Passage given:
The drive mechanism illustrated in FIG. 4 and FIG. 5 is just an example that may be applied to the steel sheet inspection device 1 according to the embodiment of the present invention. Therefore, not being limited to the drive mechanism illustrated in FIG. 4 and FIG. 5, another mechanism, such as that of winch type, may be used. Further, the drive mechanism illustrated in FIG. 4 and FIG. 5 drives the inspection unit 4 integrally therewith, but a configuration, which drives only some of the structural elements included in the inspection unit 4, for example, the magnetooptic element 5 and the holder 6, may be used.


MODIFIED EXAMPLE


FIG. 6 is a schematic configuration diagram illustrating a modified example of the drive system of the steel sheet inspection device 1 according to the embodiment of the present invention. As illustrated in FIG. 6, in this modified example of the drive system of the steel sheet inspection device 1 according to the embodiment of the present invention, the surface of the steel sheet “S” and the magnetooptic element 5 are caused to adhere to each other while the steel sheet “S” being passed is travelling alongside thereof.


As illustrated in FIG. 6, the inspection unit 4 moves on a rail 14a near the steel sheet “S” and a rail 14b far from the steel sheet “S”. When the inspection unit 4 is moving on the rail 14a near the steel sheet “S”, the magnetooptic element 5 of the inspection unit 4 comes into contact with the surface of the steel sheet “S” and is brought into a state of being able to inspect the magnetic domain structure of the steel sheet “S”. On the contrary, when the inspection unit 4 is moving on the rail 14b far from the steel sheet “S”, since the magnetooptic element 5 of the inspection unit 4 does not come into contact with the surface of the steel sheet “S”, the inspection unit 4 moves upstream of the sheet's passage for the next inspection.


A method of connecting the rail 14a near the steel sheet “S” with the rail 14b far from the steel sheet “S” may be, as illustrated in FIG. 6, of a switch-over type but an orbiting path may be formed instead. Further, power to move the inspection unit 4 on the rails is supplied by motors provided on axels of the wheels, similarly to the driving method illustrated in FIG. 4 and FIG. 5. An internal configuration of the inspection unit 4 may be similar to the example of the internal configuration of the inspection unit 4 illustrated in FIG. 2.


[Steel Sheet Inspection Method]

Hereinafter, a steel sheet inspection method according to the embodiment of the present invention will be described. In the following description, although the steel sheet inspection method according to the embodiment of the present invention will be described with reference to the drawings of the configuration of the steel sheet inspection device according to the embodiment of the present invention, the steel sheet inspection method according to the embodiment of the present invention is not limited by the configuration illustrated in these drawings.

[Location annotation dataset excerpts]

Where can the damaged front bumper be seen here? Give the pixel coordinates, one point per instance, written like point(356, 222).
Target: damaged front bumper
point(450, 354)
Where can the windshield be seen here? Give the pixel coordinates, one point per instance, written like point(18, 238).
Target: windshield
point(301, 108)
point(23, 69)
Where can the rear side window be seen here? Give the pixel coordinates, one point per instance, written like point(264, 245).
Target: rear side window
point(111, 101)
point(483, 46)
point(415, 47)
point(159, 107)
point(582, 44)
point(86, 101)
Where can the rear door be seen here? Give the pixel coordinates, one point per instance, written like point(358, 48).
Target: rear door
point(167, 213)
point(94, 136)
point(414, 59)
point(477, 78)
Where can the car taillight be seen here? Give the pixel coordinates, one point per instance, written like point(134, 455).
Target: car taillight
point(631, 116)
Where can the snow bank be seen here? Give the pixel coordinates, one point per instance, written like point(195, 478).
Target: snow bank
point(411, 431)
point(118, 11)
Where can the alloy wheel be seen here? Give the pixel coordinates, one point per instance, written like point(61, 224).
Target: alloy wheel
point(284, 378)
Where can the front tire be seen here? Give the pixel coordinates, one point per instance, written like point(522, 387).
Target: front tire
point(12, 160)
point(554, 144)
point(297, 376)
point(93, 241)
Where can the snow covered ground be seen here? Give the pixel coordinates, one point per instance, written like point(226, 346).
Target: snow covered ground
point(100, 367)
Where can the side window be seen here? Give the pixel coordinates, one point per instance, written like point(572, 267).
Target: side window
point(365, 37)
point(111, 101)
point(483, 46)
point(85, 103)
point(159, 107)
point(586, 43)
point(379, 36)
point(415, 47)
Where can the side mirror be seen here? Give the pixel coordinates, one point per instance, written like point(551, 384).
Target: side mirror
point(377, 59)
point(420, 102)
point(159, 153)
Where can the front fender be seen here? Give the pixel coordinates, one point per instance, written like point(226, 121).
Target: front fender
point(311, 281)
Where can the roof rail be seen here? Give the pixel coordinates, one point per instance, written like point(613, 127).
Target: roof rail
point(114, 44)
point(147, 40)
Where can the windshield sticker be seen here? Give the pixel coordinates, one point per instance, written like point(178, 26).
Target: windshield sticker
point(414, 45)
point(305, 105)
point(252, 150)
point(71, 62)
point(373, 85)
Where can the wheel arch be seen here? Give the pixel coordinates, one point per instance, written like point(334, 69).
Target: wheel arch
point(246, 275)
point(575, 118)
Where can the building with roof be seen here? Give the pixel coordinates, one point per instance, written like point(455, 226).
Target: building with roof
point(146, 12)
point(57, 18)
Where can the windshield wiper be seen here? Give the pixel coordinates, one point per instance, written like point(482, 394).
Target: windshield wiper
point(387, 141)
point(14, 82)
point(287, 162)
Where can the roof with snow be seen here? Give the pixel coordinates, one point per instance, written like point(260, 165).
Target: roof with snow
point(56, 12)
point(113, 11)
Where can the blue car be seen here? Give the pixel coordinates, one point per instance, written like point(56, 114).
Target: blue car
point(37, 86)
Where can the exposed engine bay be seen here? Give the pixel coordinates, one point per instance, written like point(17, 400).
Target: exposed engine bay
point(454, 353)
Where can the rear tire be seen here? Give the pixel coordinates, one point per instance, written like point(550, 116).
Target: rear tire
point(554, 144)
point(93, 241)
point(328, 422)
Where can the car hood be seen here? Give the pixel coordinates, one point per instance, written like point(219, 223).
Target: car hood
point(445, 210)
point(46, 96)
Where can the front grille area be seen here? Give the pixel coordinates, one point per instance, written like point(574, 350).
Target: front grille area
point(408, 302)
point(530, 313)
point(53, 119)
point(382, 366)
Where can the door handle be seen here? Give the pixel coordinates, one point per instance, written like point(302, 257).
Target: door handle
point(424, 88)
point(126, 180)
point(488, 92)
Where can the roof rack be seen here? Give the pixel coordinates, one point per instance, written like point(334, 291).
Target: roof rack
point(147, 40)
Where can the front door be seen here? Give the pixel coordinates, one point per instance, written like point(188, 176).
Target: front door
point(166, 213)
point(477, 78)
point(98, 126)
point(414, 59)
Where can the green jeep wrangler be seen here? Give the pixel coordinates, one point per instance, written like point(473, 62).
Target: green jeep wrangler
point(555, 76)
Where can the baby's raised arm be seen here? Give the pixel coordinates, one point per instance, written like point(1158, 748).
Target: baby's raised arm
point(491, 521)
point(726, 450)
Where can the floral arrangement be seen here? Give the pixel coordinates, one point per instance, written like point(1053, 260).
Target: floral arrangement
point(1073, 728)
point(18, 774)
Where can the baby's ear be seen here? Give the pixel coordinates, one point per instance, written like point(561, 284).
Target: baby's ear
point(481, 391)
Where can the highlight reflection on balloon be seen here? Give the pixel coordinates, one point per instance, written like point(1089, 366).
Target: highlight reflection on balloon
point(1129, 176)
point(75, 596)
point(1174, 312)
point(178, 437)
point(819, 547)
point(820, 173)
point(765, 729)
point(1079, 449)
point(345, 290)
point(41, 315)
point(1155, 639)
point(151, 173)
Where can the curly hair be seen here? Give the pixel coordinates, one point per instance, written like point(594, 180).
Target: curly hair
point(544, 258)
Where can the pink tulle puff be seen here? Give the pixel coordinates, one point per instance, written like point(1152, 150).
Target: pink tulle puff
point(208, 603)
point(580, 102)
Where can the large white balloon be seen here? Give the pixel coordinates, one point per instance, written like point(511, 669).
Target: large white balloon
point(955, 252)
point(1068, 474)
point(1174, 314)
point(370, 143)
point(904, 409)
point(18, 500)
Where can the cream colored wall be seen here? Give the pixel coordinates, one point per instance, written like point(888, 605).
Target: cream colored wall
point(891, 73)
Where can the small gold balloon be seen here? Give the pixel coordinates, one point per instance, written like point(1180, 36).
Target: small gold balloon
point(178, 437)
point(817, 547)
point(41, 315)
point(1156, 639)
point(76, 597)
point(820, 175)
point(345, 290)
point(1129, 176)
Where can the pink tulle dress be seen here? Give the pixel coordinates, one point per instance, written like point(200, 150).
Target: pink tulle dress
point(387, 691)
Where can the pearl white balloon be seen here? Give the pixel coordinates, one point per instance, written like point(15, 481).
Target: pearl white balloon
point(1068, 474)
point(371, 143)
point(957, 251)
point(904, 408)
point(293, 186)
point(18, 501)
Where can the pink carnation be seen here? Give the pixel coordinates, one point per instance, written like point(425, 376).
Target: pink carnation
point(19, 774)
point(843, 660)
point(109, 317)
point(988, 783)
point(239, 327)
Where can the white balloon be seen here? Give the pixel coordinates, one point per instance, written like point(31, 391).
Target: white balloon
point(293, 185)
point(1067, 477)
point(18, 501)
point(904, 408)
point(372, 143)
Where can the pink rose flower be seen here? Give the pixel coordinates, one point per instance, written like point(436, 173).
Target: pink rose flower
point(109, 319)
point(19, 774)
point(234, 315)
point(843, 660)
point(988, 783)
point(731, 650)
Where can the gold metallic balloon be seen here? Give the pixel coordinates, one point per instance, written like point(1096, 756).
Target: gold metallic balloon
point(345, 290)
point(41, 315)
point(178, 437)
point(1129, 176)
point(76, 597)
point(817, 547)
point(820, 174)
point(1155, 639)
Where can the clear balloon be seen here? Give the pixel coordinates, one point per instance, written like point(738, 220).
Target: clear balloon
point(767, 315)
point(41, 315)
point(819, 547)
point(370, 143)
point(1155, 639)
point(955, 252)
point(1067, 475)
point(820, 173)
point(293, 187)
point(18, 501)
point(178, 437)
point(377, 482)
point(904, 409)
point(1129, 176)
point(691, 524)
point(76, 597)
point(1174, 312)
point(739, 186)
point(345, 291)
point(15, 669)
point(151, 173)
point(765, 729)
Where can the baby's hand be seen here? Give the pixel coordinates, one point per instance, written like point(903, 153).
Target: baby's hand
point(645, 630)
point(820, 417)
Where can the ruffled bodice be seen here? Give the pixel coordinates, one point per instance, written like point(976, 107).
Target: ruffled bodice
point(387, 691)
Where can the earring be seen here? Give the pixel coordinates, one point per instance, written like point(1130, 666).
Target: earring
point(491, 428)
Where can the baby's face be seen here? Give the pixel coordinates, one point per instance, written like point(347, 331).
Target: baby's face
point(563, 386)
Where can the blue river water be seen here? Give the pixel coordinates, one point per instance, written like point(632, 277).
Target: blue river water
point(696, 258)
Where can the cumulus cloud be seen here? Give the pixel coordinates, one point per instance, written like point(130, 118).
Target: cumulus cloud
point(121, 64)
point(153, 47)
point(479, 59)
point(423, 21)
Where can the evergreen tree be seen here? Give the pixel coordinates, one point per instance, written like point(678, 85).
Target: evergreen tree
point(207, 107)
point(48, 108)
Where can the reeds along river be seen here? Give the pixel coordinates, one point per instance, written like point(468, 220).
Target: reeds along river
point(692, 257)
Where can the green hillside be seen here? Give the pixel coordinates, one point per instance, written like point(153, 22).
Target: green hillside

Aim of the task: In the patent excerpt on steel sheet inspection, what happens to the magnetooptic element 5 when the inspection unit 4 moves on the rail 14a near the steel sheet "S"? The lines have no connection to the patent excerpt on steel sheet inspection.

Exercise output: It comes into contact with the surface of the steel sheet "S" and can then inspect the sheet's magnetic domain structure.